── INPUT FOR THIS TASK ──

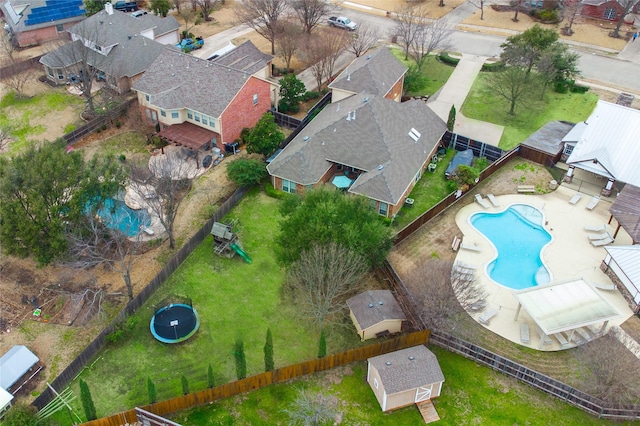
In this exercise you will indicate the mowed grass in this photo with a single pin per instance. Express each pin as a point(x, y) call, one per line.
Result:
point(234, 299)
point(435, 72)
point(471, 395)
point(482, 104)
point(17, 114)
point(428, 192)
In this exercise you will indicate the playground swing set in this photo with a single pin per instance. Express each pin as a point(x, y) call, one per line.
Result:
point(225, 241)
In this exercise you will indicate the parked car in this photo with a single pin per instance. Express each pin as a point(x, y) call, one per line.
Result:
point(189, 44)
point(342, 22)
point(462, 158)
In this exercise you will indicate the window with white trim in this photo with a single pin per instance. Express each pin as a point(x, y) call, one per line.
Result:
point(288, 186)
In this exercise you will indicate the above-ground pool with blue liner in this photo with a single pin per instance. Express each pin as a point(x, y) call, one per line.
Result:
point(519, 237)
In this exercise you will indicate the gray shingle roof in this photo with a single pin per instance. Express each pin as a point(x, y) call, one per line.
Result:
point(245, 57)
point(376, 140)
point(376, 73)
point(176, 80)
point(374, 306)
point(404, 373)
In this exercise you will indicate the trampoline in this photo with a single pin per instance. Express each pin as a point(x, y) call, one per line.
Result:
point(174, 323)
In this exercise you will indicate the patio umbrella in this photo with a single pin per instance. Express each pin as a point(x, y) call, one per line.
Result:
point(341, 181)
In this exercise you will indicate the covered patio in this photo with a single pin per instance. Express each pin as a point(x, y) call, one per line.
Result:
point(562, 309)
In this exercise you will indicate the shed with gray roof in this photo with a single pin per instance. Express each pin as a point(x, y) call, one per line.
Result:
point(405, 377)
point(374, 312)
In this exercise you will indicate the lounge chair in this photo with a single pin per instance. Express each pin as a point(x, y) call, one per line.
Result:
point(600, 236)
point(603, 242)
point(482, 201)
point(575, 198)
point(524, 333)
point(593, 203)
point(486, 316)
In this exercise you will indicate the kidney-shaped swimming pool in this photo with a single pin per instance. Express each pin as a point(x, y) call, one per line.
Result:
point(518, 235)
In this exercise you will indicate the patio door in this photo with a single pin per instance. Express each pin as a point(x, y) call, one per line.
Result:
point(423, 393)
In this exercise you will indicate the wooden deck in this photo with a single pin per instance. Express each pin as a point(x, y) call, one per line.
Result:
point(428, 411)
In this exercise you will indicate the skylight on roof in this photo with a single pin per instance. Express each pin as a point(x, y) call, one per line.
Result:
point(414, 134)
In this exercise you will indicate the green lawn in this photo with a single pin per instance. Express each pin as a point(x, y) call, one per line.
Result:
point(484, 105)
point(435, 72)
point(471, 395)
point(428, 192)
point(234, 300)
point(17, 114)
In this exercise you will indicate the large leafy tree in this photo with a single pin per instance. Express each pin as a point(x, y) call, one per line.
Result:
point(265, 137)
point(323, 216)
point(44, 192)
point(524, 50)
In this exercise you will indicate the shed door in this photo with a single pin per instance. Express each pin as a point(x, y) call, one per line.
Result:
point(423, 393)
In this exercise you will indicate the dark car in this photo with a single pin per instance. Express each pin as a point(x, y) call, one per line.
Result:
point(462, 158)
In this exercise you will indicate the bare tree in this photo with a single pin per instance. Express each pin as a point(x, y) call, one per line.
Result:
point(263, 17)
point(364, 39)
point(408, 23)
point(288, 40)
point(443, 291)
point(163, 187)
point(607, 365)
point(311, 408)
point(322, 279)
point(206, 7)
point(191, 18)
point(311, 12)
point(627, 5)
point(431, 35)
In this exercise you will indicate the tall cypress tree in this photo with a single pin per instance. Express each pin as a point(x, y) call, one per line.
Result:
point(241, 360)
point(152, 391)
point(268, 352)
point(211, 381)
point(322, 346)
point(87, 401)
point(185, 385)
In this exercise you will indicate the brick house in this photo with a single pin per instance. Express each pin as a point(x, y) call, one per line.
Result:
point(202, 104)
point(602, 9)
point(116, 46)
point(33, 22)
point(381, 146)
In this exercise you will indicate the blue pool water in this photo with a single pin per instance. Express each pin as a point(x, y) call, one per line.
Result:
point(518, 235)
point(116, 214)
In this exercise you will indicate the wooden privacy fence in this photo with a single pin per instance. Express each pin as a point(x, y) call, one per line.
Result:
point(268, 378)
point(78, 364)
point(535, 379)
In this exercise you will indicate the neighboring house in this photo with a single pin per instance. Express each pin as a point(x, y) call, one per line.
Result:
point(608, 145)
point(381, 146)
point(375, 312)
point(405, 377)
point(378, 73)
point(34, 22)
point(119, 46)
point(202, 104)
point(609, 10)
point(17, 367)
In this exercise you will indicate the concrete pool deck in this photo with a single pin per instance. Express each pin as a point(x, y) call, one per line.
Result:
point(569, 255)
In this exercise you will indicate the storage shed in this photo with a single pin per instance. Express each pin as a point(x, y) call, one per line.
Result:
point(375, 312)
point(405, 377)
point(17, 367)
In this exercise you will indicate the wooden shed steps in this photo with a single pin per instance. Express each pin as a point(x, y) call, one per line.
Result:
point(428, 411)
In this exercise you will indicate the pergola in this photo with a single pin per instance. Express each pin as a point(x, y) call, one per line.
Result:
point(626, 211)
point(565, 307)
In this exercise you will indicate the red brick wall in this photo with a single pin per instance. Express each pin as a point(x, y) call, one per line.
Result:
point(41, 35)
point(241, 112)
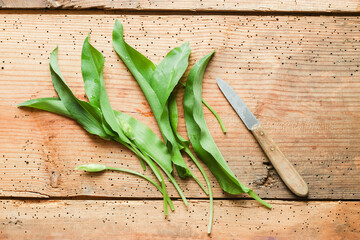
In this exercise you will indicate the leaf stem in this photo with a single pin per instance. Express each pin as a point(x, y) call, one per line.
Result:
point(162, 189)
point(187, 150)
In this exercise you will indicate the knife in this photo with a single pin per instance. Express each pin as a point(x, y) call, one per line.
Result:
point(284, 168)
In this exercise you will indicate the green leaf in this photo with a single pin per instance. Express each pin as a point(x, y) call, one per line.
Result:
point(147, 141)
point(199, 134)
point(83, 112)
point(92, 64)
point(168, 73)
point(150, 78)
point(53, 105)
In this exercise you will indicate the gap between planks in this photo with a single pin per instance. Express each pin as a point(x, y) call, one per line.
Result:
point(170, 12)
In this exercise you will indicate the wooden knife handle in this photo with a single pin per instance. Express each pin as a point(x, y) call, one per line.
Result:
point(284, 168)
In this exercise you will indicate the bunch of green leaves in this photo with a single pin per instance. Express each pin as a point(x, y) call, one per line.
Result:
point(158, 83)
point(98, 118)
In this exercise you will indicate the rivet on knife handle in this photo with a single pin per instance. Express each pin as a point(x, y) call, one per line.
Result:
point(284, 168)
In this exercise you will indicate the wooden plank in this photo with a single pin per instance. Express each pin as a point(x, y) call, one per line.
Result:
point(89, 219)
point(299, 75)
point(192, 5)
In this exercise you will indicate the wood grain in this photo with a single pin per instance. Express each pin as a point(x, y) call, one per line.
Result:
point(299, 76)
point(81, 219)
point(193, 5)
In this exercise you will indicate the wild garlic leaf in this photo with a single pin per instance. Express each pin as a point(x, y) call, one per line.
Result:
point(149, 77)
point(147, 141)
point(53, 105)
point(200, 137)
point(168, 73)
point(173, 113)
point(92, 64)
point(81, 111)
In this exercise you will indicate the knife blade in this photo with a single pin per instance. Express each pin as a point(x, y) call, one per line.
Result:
point(285, 169)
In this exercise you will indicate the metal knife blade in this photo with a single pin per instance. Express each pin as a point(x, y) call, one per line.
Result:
point(239, 106)
point(286, 170)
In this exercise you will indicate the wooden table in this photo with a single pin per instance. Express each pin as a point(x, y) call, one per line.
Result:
point(295, 63)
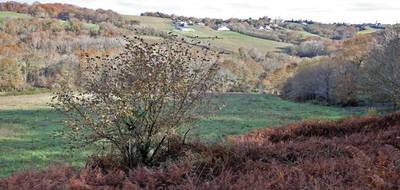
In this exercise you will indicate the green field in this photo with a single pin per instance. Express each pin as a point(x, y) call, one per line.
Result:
point(367, 31)
point(230, 41)
point(28, 126)
point(7, 14)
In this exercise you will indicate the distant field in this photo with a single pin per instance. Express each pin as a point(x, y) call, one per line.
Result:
point(367, 31)
point(155, 22)
point(230, 41)
point(27, 126)
point(7, 14)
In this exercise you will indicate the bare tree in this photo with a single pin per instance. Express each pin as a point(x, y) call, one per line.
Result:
point(383, 66)
point(136, 100)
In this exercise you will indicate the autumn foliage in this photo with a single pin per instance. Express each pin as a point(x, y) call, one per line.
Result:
point(355, 153)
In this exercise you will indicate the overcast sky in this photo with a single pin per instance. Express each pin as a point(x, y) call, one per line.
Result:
point(349, 11)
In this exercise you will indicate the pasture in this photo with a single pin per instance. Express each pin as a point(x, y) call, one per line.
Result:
point(29, 127)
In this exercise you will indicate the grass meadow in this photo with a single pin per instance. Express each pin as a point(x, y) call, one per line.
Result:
point(28, 127)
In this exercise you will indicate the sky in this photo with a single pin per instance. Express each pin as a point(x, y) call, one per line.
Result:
point(328, 11)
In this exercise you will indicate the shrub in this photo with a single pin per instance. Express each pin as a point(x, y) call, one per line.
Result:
point(136, 101)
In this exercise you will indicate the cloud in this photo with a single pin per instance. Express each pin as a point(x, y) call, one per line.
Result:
point(350, 11)
point(362, 6)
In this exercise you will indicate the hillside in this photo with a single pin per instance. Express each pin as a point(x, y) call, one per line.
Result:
point(28, 123)
point(223, 40)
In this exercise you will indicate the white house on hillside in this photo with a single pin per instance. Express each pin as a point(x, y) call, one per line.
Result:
point(183, 26)
point(223, 28)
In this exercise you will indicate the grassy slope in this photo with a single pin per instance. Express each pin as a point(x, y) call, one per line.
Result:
point(367, 31)
point(27, 125)
point(7, 14)
point(230, 41)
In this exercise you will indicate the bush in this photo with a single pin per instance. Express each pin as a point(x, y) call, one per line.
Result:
point(136, 101)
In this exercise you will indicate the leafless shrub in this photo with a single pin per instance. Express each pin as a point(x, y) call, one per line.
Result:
point(136, 101)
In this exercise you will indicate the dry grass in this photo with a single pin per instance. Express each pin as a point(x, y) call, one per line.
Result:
point(356, 153)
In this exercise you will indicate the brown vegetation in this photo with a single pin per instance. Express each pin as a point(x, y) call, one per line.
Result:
point(356, 153)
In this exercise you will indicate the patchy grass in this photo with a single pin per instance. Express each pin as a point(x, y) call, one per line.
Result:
point(26, 141)
point(246, 112)
point(8, 14)
point(232, 41)
point(27, 126)
point(29, 91)
point(367, 31)
point(163, 24)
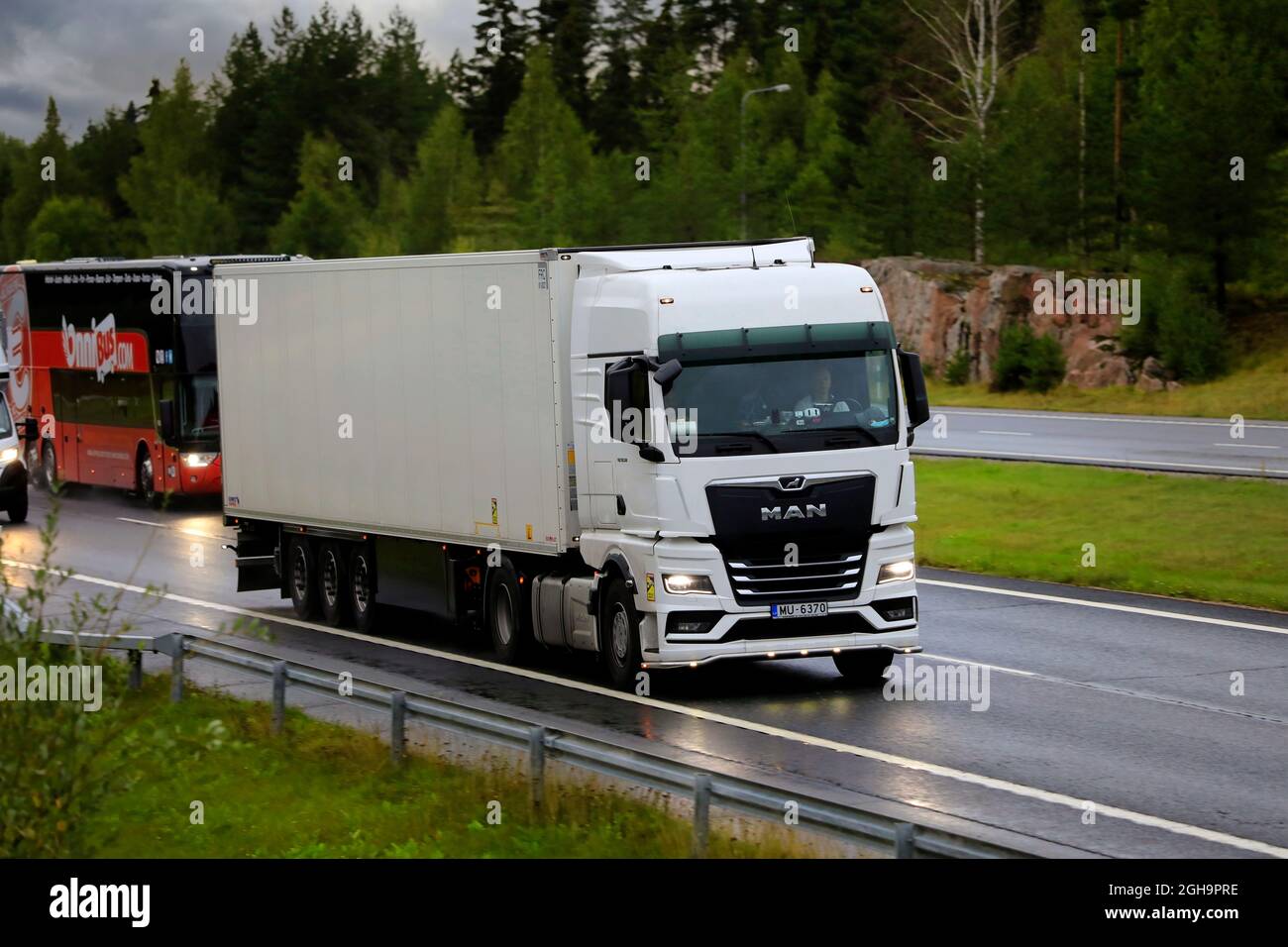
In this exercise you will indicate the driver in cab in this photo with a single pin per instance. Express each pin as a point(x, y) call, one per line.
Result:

───

Look for the line that contains "In this exercise you will indicate the grassy", then please copy it and the rest of the lines through the end of the data, pictures excluded.

In this exercise you will indicate the grassy slope in this photo with a single pin per instance. Express each pin as a point(x, y) call, one per line.
Result:
point(367, 31)
point(27, 125)
point(7, 14)
point(230, 41)
In this exercise you will indicate the bush in this photo with a single pin per instance. Express each pin as a point(x, y) call, one per line.
Result:
point(136, 101)
In this exercise you will indicate the leafless shrub in this photo with a single pin per instance. Express each pin as a point(x, y) call, one per line.
Result:
point(136, 101)
In this exercise you will indicate the dry grass in this photo with a single pin per instance. Express each pin as a point(x, y) call, one per line.
Result:
point(356, 153)
In this exercise you will indicate the brown vegetation in this photo with a single pin per instance. Express each pin as a point(x, y) call, one per line.
Result:
point(356, 153)
In this exercise you will indicate the patchy grass in this photo with a single pin per instance. Express each pin as a point(x, y) call, one per line.
Result:
point(26, 141)
point(246, 112)
point(8, 14)
point(232, 41)
point(27, 126)
point(29, 91)
point(367, 31)
point(163, 24)
In this exercise you will indicate the driver in cab in this photo with a single pin per instance. Express each pin as a point(x, y) call, one per line.
Result:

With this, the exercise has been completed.